▶ **GIVEN EXERCISE**: Copy out every line of the data below, keeping each one word for word.

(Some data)
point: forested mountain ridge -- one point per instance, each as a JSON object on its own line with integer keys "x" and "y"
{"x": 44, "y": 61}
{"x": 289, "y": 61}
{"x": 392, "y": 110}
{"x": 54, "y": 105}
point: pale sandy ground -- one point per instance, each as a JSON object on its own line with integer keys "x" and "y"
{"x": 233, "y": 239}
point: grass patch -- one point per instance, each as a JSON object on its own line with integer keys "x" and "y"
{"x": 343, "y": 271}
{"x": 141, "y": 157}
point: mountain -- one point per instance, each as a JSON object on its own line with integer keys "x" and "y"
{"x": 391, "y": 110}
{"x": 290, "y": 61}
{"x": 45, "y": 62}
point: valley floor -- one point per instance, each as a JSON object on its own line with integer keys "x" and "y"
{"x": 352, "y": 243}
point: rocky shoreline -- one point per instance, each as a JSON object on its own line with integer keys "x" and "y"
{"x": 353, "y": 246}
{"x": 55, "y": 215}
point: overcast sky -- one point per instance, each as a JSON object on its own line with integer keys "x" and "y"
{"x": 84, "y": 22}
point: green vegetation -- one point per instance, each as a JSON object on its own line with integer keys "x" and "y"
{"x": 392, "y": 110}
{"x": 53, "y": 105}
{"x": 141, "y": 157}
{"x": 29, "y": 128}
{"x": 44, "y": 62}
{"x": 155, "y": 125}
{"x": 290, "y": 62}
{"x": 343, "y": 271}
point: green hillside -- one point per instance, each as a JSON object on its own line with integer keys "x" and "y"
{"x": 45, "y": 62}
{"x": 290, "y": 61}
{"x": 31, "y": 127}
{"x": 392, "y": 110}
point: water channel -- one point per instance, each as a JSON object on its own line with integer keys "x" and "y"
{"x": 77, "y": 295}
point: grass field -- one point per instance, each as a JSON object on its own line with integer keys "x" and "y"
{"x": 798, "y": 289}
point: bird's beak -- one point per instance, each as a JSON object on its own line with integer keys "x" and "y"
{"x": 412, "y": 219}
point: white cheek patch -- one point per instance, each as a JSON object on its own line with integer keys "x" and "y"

▶ **EXPECTED ANSWER**:
point: forested mountain ridge -- one point per instance, each as a JSON object on its own line with integer keys "x" and "y"
{"x": 44, "y": 61}
{"x": 289, "y": 61}
{"x": 392, "y": 110}
{"x": 54, "y": 105}
point: pale sandy ground -- one point per instance, each as a JSON object on its own line with integer keys "x" and "y"
{"x": 233, "y": 239}
point: grass patch -- one point per instance, each as a JSON object on its own line with integer keys "x" and "y"
{"x": 343, "y": 271}
{"x": 141, "y": 157}
point: mountain -- one point per instance, each as a JSON object on its own line with integer keys "x" and "y"
{"x": 391, "y": 110}
{"x": 290, "y": 61}
{"x": 45, "y": 62}
point: valley floor -- one point per instance, each as a JSON object on its own line with integer keys "x" and "y"
{"x": 352, "y": 243}
point: rocky shoreline -- one point per instance, each as a JSON object on its own line with integer keys "x" and "y"
{"x": 353, "y": 246}
{"x": 55, "y": 215}
point: overcast sky -- one point per instance, each as a JSON object on its own line with integer keys "x" and "y"
{"x": 84, "y": 22}
point: green vegetation -- one point per instance, each as a JSON object on its own line with integer keys "x" and "y"
{"x": 392, "y": 110}
{"x": 53, "y": 105}
{"x": 141, "y": 157}
{"x": 29, "y": 128}
{"x": 44, "y": 62}
{"x": 155, "y": 125}
{"x": 290, "y": 62}
{"x": 343, "y": 271}
point: green hillside -- one point per instance, each as a JSON object on its own line with integer keys "x" and "y"
{"x": 45, "y": 62}
{"x": 290, "y": 61}
{"x": 31, "y": 127}
{"x": 392, "y": 110}
point: water channel -- one point per instance, each as a JSON object on its own line with integer keys "x" and "y"
{"x": 77, "y": 295}
point: grass field -- one point per instance, each as a JSON object on its own line with integer keys "x" and "y"
{"x": 798, "y": 289}
point: bird's beak -- one point per instance, each as a JSON object on its own line with integer keys "x" and "y"
{"x": 412, "y": 219}
point: white cheek patch -- one point per instance, each as a JSON object on its own line with integer keys "x" and "y"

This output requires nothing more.